§ **EXERCISE REQUIREMENTS**:
Repeat every line of the data exactly; no picture belongs in the copy.
++++++++++
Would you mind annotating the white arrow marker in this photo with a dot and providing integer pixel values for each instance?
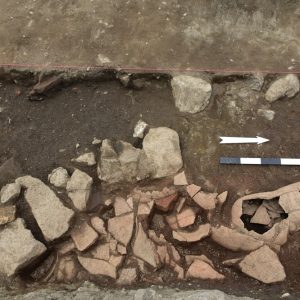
(242, 140)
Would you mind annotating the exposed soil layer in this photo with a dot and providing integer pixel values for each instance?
(42, 135)
(192, 34)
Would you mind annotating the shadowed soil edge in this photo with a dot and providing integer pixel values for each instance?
(42, 132)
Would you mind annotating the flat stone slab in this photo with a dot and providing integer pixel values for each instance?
++++++++++
§ **EXPECTED OUTPUT**:
Would you mind annotating the white arrow marker in this photo with a dot and providing integer pixel values for each instance?
(242, 140)
Would you mind annotating the exposed soil layer in this photo with a dot and providing integer pixel values for each instance?
(42, 135)
(192, 34)
Would you mind annotating the shadowed soil edge in this photo with a dot and providing integer pixel values for each instance?
(42, 132)
Would you mind annotating the flat stone slab in this photo with a dot and providing integer pixel values for each instance?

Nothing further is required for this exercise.